Task material.
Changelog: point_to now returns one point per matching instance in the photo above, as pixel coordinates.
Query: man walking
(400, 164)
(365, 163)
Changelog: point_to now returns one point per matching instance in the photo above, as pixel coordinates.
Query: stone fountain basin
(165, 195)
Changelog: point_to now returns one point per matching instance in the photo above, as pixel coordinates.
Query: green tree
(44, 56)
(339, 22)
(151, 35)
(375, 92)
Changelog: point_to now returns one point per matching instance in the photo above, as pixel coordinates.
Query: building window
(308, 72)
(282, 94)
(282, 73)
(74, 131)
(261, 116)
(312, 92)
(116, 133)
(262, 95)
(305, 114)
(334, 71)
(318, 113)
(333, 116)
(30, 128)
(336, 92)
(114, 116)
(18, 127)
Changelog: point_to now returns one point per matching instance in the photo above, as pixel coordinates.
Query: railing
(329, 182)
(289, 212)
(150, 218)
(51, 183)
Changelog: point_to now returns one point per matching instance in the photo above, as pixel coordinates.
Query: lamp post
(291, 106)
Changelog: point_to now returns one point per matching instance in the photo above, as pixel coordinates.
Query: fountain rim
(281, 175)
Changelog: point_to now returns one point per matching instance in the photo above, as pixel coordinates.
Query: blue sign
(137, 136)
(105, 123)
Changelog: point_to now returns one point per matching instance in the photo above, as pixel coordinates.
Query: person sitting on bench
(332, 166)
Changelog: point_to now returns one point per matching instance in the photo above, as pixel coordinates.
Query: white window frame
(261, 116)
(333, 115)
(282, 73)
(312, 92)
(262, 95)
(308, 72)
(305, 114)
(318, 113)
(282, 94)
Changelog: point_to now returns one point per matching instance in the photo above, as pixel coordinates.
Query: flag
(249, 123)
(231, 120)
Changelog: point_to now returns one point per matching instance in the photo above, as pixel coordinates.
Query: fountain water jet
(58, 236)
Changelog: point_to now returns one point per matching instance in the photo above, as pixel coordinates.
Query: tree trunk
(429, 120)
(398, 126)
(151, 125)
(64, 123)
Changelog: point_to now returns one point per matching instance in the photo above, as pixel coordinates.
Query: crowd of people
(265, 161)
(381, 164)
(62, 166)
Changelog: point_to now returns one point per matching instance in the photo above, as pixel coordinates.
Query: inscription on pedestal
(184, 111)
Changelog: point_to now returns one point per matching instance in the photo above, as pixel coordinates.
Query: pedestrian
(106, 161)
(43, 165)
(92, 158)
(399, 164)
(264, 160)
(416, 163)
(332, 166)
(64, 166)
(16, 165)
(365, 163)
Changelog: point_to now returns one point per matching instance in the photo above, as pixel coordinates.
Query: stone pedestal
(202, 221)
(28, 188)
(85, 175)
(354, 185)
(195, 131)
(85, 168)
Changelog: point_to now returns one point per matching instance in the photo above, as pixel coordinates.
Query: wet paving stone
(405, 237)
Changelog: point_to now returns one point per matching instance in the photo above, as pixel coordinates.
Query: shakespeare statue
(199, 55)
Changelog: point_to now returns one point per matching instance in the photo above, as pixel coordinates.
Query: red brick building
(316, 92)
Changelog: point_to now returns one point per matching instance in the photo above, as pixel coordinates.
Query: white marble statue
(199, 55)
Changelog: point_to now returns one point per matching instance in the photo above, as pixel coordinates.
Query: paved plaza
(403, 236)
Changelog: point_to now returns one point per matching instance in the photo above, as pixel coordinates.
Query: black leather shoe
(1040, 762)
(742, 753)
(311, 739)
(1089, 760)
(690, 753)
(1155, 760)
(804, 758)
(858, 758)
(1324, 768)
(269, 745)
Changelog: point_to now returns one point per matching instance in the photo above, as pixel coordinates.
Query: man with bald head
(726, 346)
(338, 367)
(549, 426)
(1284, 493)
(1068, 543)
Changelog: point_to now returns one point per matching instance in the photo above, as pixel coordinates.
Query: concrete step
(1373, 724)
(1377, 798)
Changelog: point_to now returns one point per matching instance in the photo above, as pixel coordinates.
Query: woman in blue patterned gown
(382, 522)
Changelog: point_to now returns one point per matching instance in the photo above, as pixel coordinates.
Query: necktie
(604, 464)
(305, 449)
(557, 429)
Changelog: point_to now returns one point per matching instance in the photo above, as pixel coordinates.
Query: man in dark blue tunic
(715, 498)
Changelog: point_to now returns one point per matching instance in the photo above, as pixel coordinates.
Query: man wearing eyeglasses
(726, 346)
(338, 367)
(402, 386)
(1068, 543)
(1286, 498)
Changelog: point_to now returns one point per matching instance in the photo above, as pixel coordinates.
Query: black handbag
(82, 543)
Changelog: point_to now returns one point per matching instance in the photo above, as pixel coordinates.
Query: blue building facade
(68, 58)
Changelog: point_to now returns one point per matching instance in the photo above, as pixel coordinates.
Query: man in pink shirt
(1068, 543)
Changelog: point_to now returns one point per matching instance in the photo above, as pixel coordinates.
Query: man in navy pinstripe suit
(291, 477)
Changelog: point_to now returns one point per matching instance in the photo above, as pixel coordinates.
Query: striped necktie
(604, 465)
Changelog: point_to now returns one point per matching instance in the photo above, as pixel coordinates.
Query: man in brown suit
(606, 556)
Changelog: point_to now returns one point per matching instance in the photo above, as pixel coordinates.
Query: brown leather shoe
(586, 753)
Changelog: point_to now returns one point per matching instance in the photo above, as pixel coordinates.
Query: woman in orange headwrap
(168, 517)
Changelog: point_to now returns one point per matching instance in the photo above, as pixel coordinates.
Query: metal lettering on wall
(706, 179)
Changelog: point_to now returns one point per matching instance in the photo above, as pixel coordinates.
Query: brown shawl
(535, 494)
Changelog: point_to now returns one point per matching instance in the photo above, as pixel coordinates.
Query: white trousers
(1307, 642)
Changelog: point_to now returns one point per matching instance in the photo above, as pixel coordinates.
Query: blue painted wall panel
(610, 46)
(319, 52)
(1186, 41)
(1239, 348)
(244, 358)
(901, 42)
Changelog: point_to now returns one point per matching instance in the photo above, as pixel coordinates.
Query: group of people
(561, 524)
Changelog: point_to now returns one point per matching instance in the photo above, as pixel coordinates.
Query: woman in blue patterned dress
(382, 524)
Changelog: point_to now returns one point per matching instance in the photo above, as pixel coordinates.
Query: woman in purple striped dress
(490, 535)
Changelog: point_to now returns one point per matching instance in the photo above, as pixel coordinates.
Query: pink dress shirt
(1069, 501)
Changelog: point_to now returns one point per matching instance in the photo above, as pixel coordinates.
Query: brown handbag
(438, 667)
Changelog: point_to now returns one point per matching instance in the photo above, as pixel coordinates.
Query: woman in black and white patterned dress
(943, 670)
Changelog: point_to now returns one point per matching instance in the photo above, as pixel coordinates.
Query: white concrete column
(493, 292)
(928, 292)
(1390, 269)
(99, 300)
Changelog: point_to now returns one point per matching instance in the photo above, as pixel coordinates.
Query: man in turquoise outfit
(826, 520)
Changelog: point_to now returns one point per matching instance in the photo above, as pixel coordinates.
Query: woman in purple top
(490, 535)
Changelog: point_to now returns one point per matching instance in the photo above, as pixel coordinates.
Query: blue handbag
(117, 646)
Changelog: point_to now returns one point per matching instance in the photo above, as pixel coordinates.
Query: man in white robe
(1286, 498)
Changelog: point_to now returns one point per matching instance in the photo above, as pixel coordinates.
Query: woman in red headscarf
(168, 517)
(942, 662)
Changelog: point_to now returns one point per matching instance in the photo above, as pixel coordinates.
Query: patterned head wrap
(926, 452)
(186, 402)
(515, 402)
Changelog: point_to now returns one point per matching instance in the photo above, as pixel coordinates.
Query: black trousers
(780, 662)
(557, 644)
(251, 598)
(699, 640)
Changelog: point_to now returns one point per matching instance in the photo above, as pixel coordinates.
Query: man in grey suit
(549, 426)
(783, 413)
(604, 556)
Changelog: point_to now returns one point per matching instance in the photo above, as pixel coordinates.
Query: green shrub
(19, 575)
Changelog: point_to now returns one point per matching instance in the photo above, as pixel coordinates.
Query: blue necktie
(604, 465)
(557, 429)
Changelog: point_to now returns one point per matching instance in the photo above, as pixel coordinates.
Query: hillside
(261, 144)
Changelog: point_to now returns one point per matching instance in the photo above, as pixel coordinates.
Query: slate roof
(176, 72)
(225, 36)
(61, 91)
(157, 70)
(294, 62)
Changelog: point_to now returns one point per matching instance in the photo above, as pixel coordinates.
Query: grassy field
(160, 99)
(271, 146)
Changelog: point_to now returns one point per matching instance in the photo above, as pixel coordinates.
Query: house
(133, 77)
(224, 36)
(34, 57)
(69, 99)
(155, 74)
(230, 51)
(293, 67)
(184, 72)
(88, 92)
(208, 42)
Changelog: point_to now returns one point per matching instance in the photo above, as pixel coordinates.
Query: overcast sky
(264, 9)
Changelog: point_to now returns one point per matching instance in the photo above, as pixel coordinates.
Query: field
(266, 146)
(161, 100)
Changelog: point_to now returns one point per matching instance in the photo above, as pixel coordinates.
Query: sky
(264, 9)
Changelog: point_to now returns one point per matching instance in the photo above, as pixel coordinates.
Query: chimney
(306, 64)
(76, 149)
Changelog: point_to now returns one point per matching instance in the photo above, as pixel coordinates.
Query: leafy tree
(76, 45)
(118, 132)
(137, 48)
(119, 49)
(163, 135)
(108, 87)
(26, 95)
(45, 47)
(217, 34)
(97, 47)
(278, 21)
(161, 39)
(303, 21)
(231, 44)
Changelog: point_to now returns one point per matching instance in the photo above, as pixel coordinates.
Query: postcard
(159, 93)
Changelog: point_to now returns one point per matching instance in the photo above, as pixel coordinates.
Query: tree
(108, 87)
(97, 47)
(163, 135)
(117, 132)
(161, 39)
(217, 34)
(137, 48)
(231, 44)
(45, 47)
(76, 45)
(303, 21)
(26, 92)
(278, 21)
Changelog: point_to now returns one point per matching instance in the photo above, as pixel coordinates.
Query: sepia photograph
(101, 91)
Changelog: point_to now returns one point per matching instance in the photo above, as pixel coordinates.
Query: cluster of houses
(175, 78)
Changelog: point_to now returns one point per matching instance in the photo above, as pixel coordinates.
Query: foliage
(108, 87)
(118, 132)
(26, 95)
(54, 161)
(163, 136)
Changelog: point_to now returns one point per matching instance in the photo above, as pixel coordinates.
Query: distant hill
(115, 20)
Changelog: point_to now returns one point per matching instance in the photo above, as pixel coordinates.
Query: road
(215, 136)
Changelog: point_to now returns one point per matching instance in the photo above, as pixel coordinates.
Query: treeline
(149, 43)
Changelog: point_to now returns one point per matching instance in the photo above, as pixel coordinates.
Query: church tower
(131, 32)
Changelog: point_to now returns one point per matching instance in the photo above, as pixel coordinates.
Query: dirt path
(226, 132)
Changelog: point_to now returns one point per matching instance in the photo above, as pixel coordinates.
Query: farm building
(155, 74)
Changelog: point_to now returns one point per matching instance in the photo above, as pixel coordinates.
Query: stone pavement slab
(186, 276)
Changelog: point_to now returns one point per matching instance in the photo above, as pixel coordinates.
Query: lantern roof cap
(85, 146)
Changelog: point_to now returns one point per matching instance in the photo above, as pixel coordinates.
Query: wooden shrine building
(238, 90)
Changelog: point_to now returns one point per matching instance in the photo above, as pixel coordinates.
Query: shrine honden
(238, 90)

What to produce.
Pick out every line in the records that contains the string "dress", matching case exactly, and copy each one.

Solved exercise.
Query: woman in blue patterned dress
Query: woman in purple striped dress
Query: pink dress shirt
Query: woman in black and white patterned dress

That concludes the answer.